C. Délai raisonnable pour s’y conformer

[43] Les appelants font valoir que le paragraphe 231.2(1) de la LIR oblige explicitement le ministre, au moment d’envoyer des demandes péremptoires prévues à l’article 231.2, de préciser un délai raisonnable pour s’y conformer. Ils soutiennent que le ministre a omis d’évaluer le délai nécessaire pour s’y conformer et d’accorder aux appelants un délai de réponse objectivement raisonnable. Ils s’appuient en partie sur la déclaration qu’aurait faite un déposant de l’ARC au cours d’un contre-interrogatoire, selon laquelle il a recommandé le délai de 30 jours, car c’était le délai le plus court autorisé par la politique de l’ARC. Les appelants jugent ce délai déraisonnable, étant donné qu’ils devaient réunir une grande quantité de très vieux documents et renseignements.

[44] Ils affirment que le défaut de préciser un délai objectivement raisonnable pour s’y conformer rend les demandes péremptoires invalides et non exécutoires. Par conséquent, la condition préalable énoncée à l’alinéa 231.7(1)a) de la LIR pour rendre des ordonnances n’était pas remplie et la Cour fédérale a commis une erreur en tirant la conclusion contraire.

[45] Les appelants avancent en outre que la Cour fédérale a commis une erreur en leur transférant le fardeau de démontrer qu’ils n’étaient pas en mesure de se conformer à la demande péremptoire dans le délai indiqué. Ils affirment que la portée étendue des renseignements et des documents sollicités, combinée à la déclaration du déposant, révélait amplement que le ministre avait omis de préciser un délai raisonnable pour s’y conformer. Selon eux, aucun des appelants n’avait à présenter des éléments de preuve pour étayer sa thèse.

[46] Je ne trouve pas les arguments des appelants convaincants.

[47] La Cour fédérale n’a pas contesté l’argument des appelants selon lequel le ministre doit évaluer le temps nécessaire pour se conformer à la demande péremptoire et accorder au destinataire un délai objectivement raisonnable pour y répondre, compte tenu de l’ampleur et du contenu des demandes péremptoires, ainsi que des circonstances dont le ministre a alors connaissance (décision de la CF, par. 153). Cependant, la Cour fédérale n’a pas souscrit à la proposition des appelants selon laquelle, si le délai prévu dans une demande péremptoire n’était pas raisonnable, le contribuable n’était même pas tenu de tenter de s’y conformer.

[48] La Cour fédérale, en invoquant l’arrêt R. v. Sedhu, 2015 BCCA 92, de la Cour d’appel de la Colombie-Britannique, a conclu que, si les appelants voulaient faire valoir que le délai accordé pour se conformer aux demandes péremptoires était objectivement ou subjectivement déraisonnable, c’était à eux qu’il incombait de le prouver (décision de la CF, par. 156). Même si la Cour fédérale n’a pas exprimé son désaccord avec l’observation des appelants selon qui plusieurs des demandes péremptoires semblaient à première vue viser une grande quantité de documents et de renseignements, elle a estimé que la preuve ne lui permettait pas d’avoir une idée précise de la quantité de documents et de renseignements demandés, voire de comprendre ce que réunir ces documents et renseignements représentait en termes de difficulté ou de temps. Les appelants avaient les réponses à ces questions, mais ils n’ont produit aucune preuve à ce sujet (décision de la CF, par. 159).

* **Les consignes**:
- A) Recopiez mot pour mot le passage de l'extrait qui va de « [46] Je ne trouve » jusqu'à « de s’y conformer. ».
- B) Relevez tous les numéros de paragraphe de la décision de la CF auxquels renvoie l'extrait.
Servez-vous uniquement de l'extrait ci-dessus.

Entrées tirées d'une collection
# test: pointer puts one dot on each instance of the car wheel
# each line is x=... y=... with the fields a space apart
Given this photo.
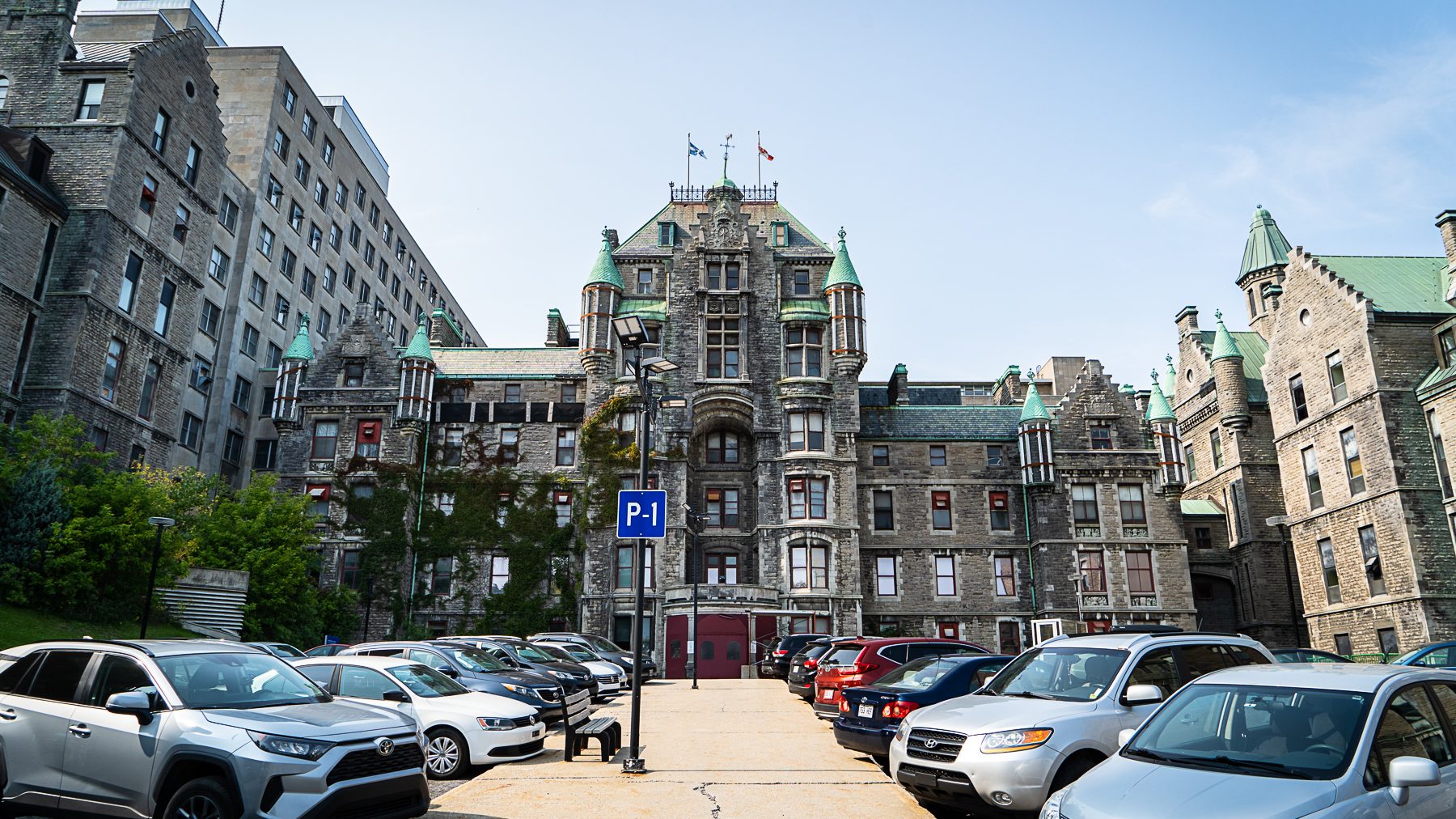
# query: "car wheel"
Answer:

* **Réponses ci-dessous**:
- A)
[46] Je ne trouve pas les arguments des appelants convaincants.

[47] La Cour fédérale n’a pas contesté l’argument des appelants selon lequel le ministre doit évaluer le temps nécessaire pour se conformer à la demande péremptoire et accorder au destinataire un délai objectivement raisonnable pour y répondre, compte tenu de l’ampleur et du contenu des demandes péremptoires, ainsi que des circonstances dont le ministre a alors connaissance (décision de la CF, par. 153). Cependant, la Cour fédérale n’a pas souscrit à la proposition des appelants selon laquelle, si le délai prévu dans une demande péremptoire n’était pas raisonnable, le contribuable n’était même pas tenu de tenter de s’y conformer.

- B) par. 153, par. 156, par. 159